ASSIGNED TASK:
Every line of the entries below that carries the string "gets" should be copied.

------------------------------------------------------------

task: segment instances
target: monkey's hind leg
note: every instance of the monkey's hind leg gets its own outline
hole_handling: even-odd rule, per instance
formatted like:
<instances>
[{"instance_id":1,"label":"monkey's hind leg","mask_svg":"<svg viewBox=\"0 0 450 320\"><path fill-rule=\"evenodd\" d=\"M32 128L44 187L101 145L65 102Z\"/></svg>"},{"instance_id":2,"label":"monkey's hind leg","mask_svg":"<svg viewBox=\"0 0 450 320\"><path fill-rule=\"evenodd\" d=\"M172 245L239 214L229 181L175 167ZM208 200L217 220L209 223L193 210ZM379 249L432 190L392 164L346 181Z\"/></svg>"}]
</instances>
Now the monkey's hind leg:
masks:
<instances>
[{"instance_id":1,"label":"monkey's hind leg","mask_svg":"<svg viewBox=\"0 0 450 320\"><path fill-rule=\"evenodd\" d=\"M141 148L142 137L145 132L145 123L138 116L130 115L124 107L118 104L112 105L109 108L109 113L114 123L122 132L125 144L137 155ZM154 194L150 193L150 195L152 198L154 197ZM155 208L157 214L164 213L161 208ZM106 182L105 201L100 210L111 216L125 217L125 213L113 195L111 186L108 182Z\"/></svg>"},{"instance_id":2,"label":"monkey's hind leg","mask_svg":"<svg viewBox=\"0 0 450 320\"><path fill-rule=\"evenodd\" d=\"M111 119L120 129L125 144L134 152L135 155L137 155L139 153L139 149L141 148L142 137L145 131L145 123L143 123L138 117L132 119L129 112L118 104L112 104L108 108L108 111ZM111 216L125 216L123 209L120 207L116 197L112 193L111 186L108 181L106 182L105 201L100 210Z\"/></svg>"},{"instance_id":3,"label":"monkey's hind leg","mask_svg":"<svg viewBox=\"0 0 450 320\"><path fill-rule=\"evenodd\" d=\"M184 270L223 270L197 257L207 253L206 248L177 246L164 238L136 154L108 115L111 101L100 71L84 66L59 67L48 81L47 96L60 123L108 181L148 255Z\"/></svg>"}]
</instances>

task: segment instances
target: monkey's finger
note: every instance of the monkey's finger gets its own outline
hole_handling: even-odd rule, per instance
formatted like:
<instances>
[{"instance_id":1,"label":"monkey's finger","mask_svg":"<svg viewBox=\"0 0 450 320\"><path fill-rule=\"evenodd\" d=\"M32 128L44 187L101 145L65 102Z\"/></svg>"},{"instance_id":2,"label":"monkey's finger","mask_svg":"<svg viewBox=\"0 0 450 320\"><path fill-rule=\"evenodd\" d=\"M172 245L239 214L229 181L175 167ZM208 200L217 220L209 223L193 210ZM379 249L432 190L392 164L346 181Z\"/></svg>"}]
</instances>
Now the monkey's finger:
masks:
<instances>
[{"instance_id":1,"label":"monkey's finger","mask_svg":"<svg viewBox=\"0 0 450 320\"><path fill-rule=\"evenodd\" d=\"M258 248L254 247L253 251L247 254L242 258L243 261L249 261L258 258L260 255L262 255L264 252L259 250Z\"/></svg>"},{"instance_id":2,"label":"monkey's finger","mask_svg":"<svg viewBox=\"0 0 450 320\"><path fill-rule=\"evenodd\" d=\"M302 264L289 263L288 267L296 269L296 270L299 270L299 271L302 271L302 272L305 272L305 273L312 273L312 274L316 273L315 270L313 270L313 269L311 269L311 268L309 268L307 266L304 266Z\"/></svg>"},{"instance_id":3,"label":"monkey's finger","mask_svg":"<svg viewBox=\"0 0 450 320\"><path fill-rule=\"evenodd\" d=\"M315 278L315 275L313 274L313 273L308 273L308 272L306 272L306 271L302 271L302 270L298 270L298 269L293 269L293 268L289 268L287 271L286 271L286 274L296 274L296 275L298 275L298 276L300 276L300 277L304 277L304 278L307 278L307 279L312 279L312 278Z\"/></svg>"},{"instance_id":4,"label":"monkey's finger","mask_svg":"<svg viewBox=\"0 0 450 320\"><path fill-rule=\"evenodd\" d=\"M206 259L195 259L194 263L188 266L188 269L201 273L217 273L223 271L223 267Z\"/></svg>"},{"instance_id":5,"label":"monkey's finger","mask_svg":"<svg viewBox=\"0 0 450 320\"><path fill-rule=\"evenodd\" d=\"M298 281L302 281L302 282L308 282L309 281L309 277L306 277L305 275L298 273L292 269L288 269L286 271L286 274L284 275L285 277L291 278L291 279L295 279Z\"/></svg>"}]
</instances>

------------------------------------------------------------

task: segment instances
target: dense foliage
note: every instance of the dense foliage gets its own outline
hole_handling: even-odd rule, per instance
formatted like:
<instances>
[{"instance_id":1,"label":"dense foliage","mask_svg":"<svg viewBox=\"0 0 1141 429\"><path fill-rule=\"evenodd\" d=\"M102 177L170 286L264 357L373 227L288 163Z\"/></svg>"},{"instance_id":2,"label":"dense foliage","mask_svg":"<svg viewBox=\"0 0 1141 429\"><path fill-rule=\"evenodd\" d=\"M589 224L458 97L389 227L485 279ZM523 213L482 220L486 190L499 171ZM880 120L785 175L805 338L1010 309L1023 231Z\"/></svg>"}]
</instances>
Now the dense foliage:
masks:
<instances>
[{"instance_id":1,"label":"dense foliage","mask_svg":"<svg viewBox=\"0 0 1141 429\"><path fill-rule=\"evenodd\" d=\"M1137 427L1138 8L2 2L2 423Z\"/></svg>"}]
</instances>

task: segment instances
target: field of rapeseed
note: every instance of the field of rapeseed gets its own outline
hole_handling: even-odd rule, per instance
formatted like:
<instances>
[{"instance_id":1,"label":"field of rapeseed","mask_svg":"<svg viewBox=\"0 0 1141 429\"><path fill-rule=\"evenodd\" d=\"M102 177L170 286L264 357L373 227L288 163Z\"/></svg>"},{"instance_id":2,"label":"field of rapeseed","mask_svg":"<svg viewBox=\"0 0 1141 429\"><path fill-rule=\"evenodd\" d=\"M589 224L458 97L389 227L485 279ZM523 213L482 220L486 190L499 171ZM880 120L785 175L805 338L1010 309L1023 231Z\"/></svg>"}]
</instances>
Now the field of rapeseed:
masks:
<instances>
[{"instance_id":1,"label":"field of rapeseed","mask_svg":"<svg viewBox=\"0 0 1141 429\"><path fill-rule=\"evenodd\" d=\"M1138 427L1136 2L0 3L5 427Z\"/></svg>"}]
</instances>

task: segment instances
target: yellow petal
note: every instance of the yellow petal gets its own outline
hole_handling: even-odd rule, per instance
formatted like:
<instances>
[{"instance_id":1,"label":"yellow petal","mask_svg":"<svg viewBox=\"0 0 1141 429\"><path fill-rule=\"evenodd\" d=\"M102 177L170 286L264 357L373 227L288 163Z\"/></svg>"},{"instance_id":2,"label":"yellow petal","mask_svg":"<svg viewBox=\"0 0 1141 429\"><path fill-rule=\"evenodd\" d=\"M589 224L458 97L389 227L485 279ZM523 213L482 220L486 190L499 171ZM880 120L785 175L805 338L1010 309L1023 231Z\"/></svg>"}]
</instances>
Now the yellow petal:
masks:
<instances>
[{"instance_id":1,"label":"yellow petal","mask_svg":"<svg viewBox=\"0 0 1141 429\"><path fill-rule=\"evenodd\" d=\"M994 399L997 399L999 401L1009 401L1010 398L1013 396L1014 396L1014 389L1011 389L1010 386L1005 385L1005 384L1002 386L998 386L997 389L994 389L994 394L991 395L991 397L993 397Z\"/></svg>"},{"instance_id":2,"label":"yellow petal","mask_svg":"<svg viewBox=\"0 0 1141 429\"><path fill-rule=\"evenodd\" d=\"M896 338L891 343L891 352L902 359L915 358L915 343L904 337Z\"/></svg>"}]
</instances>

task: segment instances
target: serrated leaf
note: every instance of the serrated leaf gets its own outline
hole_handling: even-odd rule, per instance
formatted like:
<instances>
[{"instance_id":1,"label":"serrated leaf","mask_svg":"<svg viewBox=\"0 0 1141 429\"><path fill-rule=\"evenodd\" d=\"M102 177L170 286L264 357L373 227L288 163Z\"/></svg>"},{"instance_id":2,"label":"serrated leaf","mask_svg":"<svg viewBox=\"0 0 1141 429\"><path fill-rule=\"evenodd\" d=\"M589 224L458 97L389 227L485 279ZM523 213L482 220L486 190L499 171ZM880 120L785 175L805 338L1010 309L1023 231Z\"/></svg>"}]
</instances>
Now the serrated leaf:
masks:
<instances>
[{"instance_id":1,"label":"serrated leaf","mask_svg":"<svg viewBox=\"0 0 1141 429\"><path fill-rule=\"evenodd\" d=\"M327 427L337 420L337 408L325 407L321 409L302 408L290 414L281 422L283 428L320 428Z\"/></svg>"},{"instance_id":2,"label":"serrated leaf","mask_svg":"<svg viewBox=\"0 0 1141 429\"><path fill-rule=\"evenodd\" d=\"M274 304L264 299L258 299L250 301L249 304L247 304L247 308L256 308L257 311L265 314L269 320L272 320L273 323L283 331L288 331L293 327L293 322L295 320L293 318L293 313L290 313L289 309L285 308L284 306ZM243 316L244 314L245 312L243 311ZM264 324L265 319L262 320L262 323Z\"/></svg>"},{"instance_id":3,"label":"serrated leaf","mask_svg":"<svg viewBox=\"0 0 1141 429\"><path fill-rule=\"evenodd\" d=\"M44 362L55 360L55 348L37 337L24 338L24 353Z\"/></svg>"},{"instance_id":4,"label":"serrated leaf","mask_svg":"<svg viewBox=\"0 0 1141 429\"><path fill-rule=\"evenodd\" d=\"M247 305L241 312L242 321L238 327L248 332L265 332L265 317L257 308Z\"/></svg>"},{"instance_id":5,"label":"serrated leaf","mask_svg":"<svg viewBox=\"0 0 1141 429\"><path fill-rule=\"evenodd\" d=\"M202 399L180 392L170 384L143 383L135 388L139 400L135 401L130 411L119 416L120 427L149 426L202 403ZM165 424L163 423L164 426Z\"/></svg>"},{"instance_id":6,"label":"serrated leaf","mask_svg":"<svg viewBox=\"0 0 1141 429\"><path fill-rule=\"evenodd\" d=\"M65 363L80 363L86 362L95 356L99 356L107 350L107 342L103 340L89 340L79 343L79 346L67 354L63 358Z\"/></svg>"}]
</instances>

------------------------------------------------------------

SOLUTION TO THIS EXERCISE:
note: every instance of the monkey's hind leg gets its own outline
note: every instance of the monkey's finger gets its own outline
note: every instance of the dense foliage gets its own outline
note: every instance of the field of rapeseed gets its own outline
note: every instance of the yellow petal gets its own outline
note: every instance of the serrated leaf gets its own outline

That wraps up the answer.